*Activity*.
Copy exactly, please, the lines of the data from its start through the line containing "positive clicks: (178, 507)".

*Data records*.
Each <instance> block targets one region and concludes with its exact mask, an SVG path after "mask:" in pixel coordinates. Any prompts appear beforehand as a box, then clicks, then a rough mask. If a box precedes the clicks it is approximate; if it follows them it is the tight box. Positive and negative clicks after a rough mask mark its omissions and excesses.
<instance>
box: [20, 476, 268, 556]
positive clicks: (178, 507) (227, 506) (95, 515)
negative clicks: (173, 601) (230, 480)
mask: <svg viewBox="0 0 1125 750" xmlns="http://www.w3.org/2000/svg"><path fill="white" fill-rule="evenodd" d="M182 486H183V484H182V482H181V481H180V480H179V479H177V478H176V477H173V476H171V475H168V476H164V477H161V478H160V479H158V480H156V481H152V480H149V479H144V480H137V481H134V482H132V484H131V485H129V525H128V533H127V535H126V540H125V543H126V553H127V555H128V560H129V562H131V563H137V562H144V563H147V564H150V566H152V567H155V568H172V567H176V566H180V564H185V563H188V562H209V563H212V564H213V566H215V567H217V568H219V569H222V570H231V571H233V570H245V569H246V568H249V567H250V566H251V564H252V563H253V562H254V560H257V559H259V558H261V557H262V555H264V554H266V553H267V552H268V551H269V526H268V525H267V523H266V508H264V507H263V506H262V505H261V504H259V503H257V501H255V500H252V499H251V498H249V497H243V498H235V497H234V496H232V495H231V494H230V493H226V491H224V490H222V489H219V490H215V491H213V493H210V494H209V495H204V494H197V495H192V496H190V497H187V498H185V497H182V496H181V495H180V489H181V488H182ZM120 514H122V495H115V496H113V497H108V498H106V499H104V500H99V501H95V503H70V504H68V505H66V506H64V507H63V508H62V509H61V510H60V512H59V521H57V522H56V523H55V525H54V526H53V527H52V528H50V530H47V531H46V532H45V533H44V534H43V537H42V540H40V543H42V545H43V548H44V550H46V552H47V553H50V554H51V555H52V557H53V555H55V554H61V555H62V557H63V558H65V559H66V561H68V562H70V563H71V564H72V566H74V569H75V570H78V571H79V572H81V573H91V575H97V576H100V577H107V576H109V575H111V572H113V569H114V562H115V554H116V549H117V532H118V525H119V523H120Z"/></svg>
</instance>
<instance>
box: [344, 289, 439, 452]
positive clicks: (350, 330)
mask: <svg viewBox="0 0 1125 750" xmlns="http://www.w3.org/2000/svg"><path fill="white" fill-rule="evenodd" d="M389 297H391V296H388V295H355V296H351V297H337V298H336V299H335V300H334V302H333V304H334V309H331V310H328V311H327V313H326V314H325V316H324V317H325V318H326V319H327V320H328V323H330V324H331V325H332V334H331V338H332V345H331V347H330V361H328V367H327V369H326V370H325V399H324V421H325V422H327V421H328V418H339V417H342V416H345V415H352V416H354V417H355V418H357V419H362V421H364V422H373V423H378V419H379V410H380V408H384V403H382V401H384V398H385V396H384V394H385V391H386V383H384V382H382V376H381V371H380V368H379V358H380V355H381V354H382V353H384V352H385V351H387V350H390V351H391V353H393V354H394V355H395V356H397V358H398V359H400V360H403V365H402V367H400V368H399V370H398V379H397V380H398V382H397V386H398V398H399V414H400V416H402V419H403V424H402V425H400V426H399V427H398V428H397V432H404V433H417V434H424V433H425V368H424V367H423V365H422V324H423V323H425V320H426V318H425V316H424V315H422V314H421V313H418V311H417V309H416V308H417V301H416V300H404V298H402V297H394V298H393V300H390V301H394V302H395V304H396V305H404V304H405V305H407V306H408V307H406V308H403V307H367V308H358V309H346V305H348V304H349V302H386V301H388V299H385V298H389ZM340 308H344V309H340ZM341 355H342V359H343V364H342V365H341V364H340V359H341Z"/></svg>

*Exercise result*.
Each <instance> block targets one region and concludes with its exact mask, an SVG path after "mask:" in pixel coordinates. Any prompts appear beforehand as a box, then clicks, then a rough mask. If a box precedes the clicks it is approximate; if it follows them it is the tight box. Positive and negative clicks after a rough mask mark its omissions and excesses.
<instance>
box: [20, 476, 268, 556]
positive clicks: (178, 507) (227, 506) (95, 515)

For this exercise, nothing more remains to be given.